ВЫБРАННЫЙ ОТРЫВОК
Ребятам, кто пришел на Ил-14 с «химии», приборные полеты давались тяжелее. Им еще и радионавигация доставляла много хлопот, потому что самостоятельной практики в дальних перелетах не было. «Химические» Ан-2 перелетали из края в край огромной страны стаей, визуально следуя за лидером. Нас же транспортные полеты по Сибири научили худо-бедно считать эти КУРы и МПРы над безориентирной тайгой.
Первое, что потребовал от меня штурман эскадрильи, это записать себе в книжку и выучить наизусть контрольные азимуты по нашим трассам. К примеру, взлетаешь из Туруханска на Подкаменную, набираешь эшелон, запрашиваешь у контроля место, он выдает по локатору: ваш азимут 166, удаление 120. А контрольный как раз 166; значит, на линии. А если дает 167, то на удалении 120 у нас получается боковое уклонение вправо 2 километра; берем поправку влево.
Таким способом можно подобрать курс и спокойно идти, пока тебя не увидит диспетчер Подкаменной, он даст тебе место – азимут и дальность по своему локатору, и ты снова определишь свое место относительно трассы и возьмешь поправку. А поближе уже схватит и радиокомпас.
Наши эшелоны полета из-за негерметичной кабины были невысоки: обычно 1800-2100, для удобства пассажиров. Выше заставляло забираться разве что обледенение по верхней кромке: уходили от него в зону более низких температур; предельный наш эшелон был 3900.
Но, в отличие от Ан-2, это уже были настоящие полеты по ППП – по правилам приборных полетов, «как у больших».

Записи набора данных
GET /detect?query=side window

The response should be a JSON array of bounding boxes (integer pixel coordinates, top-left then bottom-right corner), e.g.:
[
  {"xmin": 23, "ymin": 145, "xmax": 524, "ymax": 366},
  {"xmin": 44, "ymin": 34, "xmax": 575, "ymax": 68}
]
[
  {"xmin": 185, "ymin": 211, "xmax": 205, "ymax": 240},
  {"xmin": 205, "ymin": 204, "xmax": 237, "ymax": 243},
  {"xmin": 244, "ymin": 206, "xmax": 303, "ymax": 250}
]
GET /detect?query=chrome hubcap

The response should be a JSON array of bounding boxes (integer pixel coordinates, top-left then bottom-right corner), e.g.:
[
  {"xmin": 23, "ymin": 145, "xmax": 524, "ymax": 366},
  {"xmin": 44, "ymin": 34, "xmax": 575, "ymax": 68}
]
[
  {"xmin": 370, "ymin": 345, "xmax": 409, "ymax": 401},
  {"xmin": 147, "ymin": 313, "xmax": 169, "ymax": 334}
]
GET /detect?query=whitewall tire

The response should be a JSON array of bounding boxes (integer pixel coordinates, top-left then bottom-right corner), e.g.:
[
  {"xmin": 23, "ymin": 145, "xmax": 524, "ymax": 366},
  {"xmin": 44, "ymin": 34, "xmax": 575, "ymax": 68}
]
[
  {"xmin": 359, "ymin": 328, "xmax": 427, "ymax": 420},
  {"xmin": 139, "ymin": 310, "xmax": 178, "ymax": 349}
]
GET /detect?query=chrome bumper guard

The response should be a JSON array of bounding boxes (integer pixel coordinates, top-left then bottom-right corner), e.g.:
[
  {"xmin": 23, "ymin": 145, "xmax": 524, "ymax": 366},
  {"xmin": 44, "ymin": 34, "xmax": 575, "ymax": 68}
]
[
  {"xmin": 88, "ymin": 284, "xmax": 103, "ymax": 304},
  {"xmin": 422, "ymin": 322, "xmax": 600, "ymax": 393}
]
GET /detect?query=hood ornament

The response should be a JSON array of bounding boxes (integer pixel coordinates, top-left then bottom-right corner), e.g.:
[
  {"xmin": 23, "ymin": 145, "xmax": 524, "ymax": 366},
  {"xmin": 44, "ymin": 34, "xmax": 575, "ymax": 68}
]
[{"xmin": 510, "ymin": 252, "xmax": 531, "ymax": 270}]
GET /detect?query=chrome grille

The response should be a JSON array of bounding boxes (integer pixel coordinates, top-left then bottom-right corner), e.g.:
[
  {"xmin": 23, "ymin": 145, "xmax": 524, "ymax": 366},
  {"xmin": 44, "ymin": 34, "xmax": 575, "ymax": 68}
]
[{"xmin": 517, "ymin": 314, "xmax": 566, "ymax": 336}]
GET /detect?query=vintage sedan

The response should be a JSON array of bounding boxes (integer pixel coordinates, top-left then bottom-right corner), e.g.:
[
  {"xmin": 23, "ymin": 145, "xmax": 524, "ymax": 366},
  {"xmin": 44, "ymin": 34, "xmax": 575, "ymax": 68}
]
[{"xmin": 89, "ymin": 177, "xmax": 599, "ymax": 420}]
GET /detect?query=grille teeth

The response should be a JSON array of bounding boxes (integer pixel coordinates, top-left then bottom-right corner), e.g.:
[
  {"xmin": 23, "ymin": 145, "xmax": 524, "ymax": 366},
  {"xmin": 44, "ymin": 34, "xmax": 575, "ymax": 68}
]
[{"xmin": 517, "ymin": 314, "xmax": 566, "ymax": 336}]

ЧТО СДЕЛАТЬ
(1) Пожалуйста, продублируйте дословно часть отрывка о полетах на Ил-14, которая начинается со слов «Первое, что потребовал» и заканчивается словами «берем поправку влево.».
(2) Какой эшелон назван в отрывке о полетах на Ил-14 предельным?

ОТВЕТЫ К ЗАДАНИЯМ
(1)
Первое, что потребовал от меня штурман эскадрильи, это записать себе в книжку и выучить наизусть контрольные азимуты по нашим трассам. К примеру, взлетаешь из Туруханска на Подкаменную, набираешь эшелон, запрашиваешь у контроля место, он выдает по локатору: ваш азимут 166, удаление 120. А контрольный как раз 166; значит, на линии. А если дает 167, то на удалении 120 у нас получается боковое уклонение вправо 2 километра; берем поправку влево.

(2) Предельный эшелон составлял 3900.